Excerpt:
This project involved extending the DLXsim, the simulator written in the University of California at Berkeley, to be a DLX pipeline simulator. The DLX pipeline and the DLX instruction set architecture are described in Computer Architecture, A Quantitative Approach by Hennessy and Patterson ([1]). The instructions execution in the extended DLXsim is pipelined. Each instruction takes at least five clock cycles to complete (there are five pipe stages), and the user can trace what is happening at each stage at any moment of time. The simulator gives the opportunity to use integer and floating point instructions and supports the whole DLX instruction set introduced in [1]. It also gives additional statistics values as compared to the ones described in [2]. This report contains a brief overview of the DLX pipeline architecture followed by the detailed discussion on the simulator implementation issues. It also includes an example of an interactive session with DLXsim with the focus on examining pipeline features. The expectation is that the major use of this tool will be in Computer Architecture classes to help the students in understanding what pipeline is, what problems it may cause and how to deal with them.
The pipeline implemented in this simulator is the standard DLX pipeline described in Chapter 3 of [1]. It is the five stages pipeline where new instruction is fetched on each clock cycle and one instruction completes its execution at each cycle (provided, of course, that no hazards occur).
DLX pipeline consists of five stages:
The first two stages are the same for all types of instructions:
Now, when it is known what kind of instruction it is, different actions can be done according to that. Obviously, EX, MEM and WB stages are different for different groups of instructions. Three major groups are: arithmetic instructions, load/stores and control instructions (branches and jumps). For each of the groups the content of the last three pipe stages is as follows:
The software implementation of the simulator of this kind of pipeline is discussed in further sections.

Dataset extract:
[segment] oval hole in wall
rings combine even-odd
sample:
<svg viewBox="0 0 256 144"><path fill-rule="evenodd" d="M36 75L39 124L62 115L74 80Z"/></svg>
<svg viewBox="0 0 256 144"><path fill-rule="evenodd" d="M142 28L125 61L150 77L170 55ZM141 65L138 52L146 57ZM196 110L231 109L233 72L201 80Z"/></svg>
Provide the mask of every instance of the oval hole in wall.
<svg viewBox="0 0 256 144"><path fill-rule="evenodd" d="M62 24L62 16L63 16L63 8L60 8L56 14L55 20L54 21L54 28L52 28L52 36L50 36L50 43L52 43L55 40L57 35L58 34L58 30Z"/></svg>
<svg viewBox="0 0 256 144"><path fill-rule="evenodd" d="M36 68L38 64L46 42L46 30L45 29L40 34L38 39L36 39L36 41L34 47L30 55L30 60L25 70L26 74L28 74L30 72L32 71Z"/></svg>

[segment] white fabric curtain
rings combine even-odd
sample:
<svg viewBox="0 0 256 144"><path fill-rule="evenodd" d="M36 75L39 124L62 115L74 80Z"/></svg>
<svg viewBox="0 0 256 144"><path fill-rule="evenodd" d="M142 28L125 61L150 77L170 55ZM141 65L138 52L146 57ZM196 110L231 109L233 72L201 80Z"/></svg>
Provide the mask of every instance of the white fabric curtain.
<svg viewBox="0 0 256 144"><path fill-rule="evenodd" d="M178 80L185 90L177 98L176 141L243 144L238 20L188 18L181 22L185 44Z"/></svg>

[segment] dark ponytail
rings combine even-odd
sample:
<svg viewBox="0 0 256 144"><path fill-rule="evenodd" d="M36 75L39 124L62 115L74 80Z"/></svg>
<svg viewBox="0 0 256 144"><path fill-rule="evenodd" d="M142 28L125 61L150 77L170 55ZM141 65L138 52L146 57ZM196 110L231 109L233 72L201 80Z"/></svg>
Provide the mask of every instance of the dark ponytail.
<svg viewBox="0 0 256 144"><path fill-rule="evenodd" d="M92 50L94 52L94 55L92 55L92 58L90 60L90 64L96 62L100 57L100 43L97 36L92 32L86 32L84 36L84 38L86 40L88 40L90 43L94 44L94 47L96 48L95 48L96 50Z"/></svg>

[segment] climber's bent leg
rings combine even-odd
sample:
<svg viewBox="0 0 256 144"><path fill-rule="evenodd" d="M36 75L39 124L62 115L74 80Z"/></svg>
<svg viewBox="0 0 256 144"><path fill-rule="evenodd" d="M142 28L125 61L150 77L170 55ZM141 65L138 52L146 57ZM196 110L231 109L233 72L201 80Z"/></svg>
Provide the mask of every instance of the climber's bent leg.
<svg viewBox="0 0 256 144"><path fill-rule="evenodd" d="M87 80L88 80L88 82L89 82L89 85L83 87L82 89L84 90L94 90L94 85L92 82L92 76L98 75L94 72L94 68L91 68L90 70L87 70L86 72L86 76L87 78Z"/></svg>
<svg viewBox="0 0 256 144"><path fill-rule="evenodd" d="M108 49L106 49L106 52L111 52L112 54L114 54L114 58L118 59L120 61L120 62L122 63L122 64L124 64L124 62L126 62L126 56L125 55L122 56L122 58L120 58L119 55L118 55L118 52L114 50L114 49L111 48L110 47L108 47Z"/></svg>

Given instruction 1:
According to the DLX simulator text, what is the minimum number of clock cycles each instruction takes to complete?
Given instruction 2:
Write the passage that follows the final sentence of the DLX pipeline simulator text.

Written response 1:
Five clock cycles, one for each of the five pipe stages.

Written response 2:
Floating point instructions create more complications for the pipeline. The reason is that the EX stage takes more than one clock cycle for most of the floating point instructions. Being an intricacy by itself it causes another one: overlapping of integer and floating point instructions in MEM or in WB stages. To simplify pipeline control in this case, the integer and floating point registers are separated in two different register files, each with its own read/write port. This implies that one integer and one fp instruction can be in the same pipe stage (MEM or WB) at the same clock cycle, however, two instructions of the same kind cannot. This situation will not arise for integer instructions: they issue one-by-one and each of them takes the same time, whereas two floating point instructions can finish EX stage at the same clock cycle. In this case one of the instructions has to stall. The instruction which is stalled is the one with the smaller latency.
This was just a brief overview of DLX pipeline and we assumed that the user is familiar with the general concept of pipelining. For detailed discussion on this topic refer to Chapters 3 and 4 of [1].
The core function of the pipeline Simulator is the function Pipe_Simulate contained in the file pipe.c. Here we discuss the main points of this function.
The information about each pipeline stage is contained in the array machPtr-->stages. This array has an entry corresponding to each stage and is indexed according to that (e.g. machPtr-->stages[IF], machPtr-->stages[ID], etc.). Elements of the array are the structures of the type InstrInExec. Here is the meaning of all the fields of this structure:
The list of the floating point instructions in the EX stage at any point of time is called Pipe_FPopsList and is a linked list of the structures described above.
Another data structure used for the pipeline management is res_for_bypass. This structure contains the information about the values to be bypassed and has the following fields:
The array to manage bypassing is machPtr-->bypass with the elements being pointers to structures of the type described above. The details on how bypassing is implemented can be found in later sections.
Let us consider the Pipe_Simulation function. One execution of the while loop in this function is equivalent to one clock cycle of the simulated machine. At any clock cycle there can be up to five integer different instructions in the pipeline: one for each pipeline stage. For each of the stages the corresponding element of the array machPtr-->stages describes its state. When the new execution of the loop starts (i.e. simulation of a new clock cycle), each element contains the instruction that is entering this pipeline stage.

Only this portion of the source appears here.